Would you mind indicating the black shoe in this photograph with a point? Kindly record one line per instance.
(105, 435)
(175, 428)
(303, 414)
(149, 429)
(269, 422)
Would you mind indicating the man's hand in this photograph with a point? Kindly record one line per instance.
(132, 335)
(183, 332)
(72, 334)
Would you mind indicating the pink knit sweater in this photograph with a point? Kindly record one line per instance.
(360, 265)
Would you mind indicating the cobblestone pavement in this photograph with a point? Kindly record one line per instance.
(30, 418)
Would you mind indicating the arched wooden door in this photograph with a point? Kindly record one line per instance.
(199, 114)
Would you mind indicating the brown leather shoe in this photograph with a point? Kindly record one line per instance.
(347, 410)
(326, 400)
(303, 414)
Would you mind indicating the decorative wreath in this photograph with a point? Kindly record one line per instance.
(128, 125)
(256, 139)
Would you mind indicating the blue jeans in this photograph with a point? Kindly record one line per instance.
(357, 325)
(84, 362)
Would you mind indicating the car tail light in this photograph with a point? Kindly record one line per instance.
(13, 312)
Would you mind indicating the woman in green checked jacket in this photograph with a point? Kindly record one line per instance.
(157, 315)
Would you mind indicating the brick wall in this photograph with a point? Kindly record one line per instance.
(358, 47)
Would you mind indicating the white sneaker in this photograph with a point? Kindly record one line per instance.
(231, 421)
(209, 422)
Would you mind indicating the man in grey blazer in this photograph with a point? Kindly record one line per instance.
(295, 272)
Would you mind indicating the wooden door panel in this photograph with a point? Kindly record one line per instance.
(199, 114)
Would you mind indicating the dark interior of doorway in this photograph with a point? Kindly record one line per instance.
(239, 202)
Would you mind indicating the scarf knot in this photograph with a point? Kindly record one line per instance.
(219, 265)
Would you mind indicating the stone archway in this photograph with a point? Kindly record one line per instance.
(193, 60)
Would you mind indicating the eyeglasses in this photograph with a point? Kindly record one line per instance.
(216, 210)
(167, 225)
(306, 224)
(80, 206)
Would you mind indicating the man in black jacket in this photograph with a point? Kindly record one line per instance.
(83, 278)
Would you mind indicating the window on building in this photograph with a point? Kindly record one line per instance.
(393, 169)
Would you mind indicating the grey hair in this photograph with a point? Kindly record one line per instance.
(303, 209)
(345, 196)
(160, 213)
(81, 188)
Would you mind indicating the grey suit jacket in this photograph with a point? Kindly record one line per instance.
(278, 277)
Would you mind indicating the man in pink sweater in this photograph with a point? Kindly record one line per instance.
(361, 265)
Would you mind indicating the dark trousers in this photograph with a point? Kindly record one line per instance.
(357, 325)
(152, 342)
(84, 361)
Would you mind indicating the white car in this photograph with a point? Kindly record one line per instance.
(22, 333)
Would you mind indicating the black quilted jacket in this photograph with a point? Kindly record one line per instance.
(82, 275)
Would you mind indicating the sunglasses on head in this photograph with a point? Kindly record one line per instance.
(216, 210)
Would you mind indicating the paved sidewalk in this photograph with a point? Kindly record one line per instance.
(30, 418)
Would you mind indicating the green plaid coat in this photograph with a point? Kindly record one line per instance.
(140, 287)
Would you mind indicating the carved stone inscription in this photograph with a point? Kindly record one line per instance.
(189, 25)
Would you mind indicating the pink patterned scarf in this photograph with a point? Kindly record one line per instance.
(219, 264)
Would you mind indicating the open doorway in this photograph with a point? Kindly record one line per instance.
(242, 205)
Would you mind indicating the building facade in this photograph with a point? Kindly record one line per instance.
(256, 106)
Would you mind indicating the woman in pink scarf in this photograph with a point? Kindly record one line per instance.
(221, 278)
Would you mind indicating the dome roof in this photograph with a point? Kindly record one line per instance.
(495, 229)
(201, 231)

# # # # # # #

§ Your task
Copy the records again from the line containing "Would you mind indicating the dome" up to and including the final line, keeping every line, and add 25 to each coordinate in the points.

§ Exercise result
Would you mind indicating the dome roof in this photograph with a point? Kindly record one line per instance.
(520, 254)
(226, 256)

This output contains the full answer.